Ruane Cunniff LP
- Type: Private company
- Industry: Investment Management
- Founded: 1969
- Headquarters: New York City
- Products: Mutual fund, Hedge funds, Separately managed accounts
- AUM: $6.73 billion (7 November 2022)
- Number of employees: 66
- Website: www.ruanecunniff.com/home

= Ruane, Cunniff & Goldfarb =

Investment firm

Ruane Cunniff LP, based in New York City, is the investment firm founded in 1969 by William J. Ruane, Richard T. Cunniff and Robert Goldfarb.

Ruane Cunniff LP is best known as the investment advisor and distributor of the Sequoia Fund (SEQUX). For a long time after its inception in 1970 the Sequoia Fund recorded one of the best long-term track records on Wall Street.

Ruane Cunniff LP manages $19 billion in assets across the Sequoia Fund, hedge fund partnerships (Acacia Partners and Wishbone Partners), and separately managed accounts.

==Management==
Robert Goldfarb retired at the end of 2016, following Sequoia Fund's significant losses that year. David Poppe succeeded Goldfarb as CEO. Poppe retired in 2018. Since then, a four-person investment committee has managed the Sequoia Fund.

==Sequoia Fund==
The history of the Sequoia Fund traces its roots to Bill Ruane's lifelong friendship with Warren Buffett. Bill Ruane first met Buffett at a value investing seminar taught by Benjamin Graham at Columbia University in 1950. When Buffett closed his investment partnership in 1969, he advised his clients to invest with Ruane in the Sequoia Fund. In 1970, William J. Ruane and Richard T. Cunniff founded the Sequoia Fund to take on Buffett's former investors. Robert Goldfarb joined the firm in 1971.
+--
■ **WHAT TO WORK ON**
- A) Using the Ruane Cunniff article, answer each question:
(i) In what year did Robert Goldfarb join the firm?
(ii) Who succeeded Goldfarb as CEO?
(iii) Where and in what year did Bill Ruane first meet Warren Buffett?
- B) Repeat word for word the passage of the Ruane Cunniff article between "Ruane Cunniff LP is" and "managed the Sequoia Fund.", inclusive.
- C) According to the Ruane Cunniff article, why did William J. Ruane and Richard T. Cunniff found the Sequoia Fund in 1970?
The records that follow have no connection to the article on Ruane Cunniff.
+--
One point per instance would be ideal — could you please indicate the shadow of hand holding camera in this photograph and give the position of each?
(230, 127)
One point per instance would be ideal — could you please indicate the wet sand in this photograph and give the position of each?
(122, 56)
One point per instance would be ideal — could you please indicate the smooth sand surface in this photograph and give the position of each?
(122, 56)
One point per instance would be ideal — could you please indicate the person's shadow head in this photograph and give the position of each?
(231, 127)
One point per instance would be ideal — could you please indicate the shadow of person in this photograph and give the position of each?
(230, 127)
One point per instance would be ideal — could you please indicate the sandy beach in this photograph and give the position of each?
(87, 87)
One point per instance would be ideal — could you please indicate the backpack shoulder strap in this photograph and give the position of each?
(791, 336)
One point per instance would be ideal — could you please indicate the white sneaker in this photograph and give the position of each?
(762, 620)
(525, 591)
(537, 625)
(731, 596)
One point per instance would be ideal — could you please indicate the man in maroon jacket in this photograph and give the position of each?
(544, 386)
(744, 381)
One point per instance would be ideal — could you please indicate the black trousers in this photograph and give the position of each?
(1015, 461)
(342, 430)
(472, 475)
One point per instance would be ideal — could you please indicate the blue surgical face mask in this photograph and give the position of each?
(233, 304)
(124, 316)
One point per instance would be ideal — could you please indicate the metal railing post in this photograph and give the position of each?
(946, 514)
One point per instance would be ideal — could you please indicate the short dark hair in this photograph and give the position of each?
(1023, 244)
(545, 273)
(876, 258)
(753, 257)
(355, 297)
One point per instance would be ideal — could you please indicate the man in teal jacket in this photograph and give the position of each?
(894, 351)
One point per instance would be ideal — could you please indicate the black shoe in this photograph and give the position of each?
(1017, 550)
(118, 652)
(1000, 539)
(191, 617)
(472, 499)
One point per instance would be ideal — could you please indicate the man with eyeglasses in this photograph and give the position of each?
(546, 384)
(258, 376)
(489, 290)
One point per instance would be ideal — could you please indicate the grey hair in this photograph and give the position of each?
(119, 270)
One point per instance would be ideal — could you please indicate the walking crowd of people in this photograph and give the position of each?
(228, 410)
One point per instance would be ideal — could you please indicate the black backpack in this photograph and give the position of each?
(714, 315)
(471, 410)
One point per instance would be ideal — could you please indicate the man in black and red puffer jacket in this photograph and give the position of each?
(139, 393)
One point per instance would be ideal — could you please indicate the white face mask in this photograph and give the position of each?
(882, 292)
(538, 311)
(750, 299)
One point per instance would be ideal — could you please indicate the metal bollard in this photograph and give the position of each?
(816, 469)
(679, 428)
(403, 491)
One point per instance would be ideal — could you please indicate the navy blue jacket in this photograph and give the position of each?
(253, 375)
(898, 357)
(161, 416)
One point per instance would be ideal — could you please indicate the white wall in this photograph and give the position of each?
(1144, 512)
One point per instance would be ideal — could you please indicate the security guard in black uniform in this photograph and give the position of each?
+--
■ **SOLUTIONS TO THE TASKS**
- A)
(i) 1971
(ii) David Poppe
(iii) At a value investing seminar taught by Benjamin Graham at Columbia University, in 1950

- B)
Ruane Cunniff LP is best known as the investment advisor and distributor of the Sequoia Fund (SEQUX). For a long time after its inception in 1970 the Sequoia Fund recorded one of the best long-term track records on Wall Street.

Ruane Cunniff LP manages $19 billion in assets across the Sequoia Fund, hedge fund partnerships (Acacia Partners and Wishbone Partners), and separately managed accounts.

==Management==
Robert Goldfarb retired at the end of 2016, following Sequoia Fund's significant losses that year. David Poppe succeeded Goldfarb as CEO. Poppe retired in 2018. Since then, a four-person investment committee has managed the Sequoia Fund.

- C) They founded it to take on Warren Buffett's former investors. When Buffett closed his investment partnership in 1969, he advised his clients to invest with Ruane in the Sequoia Fund.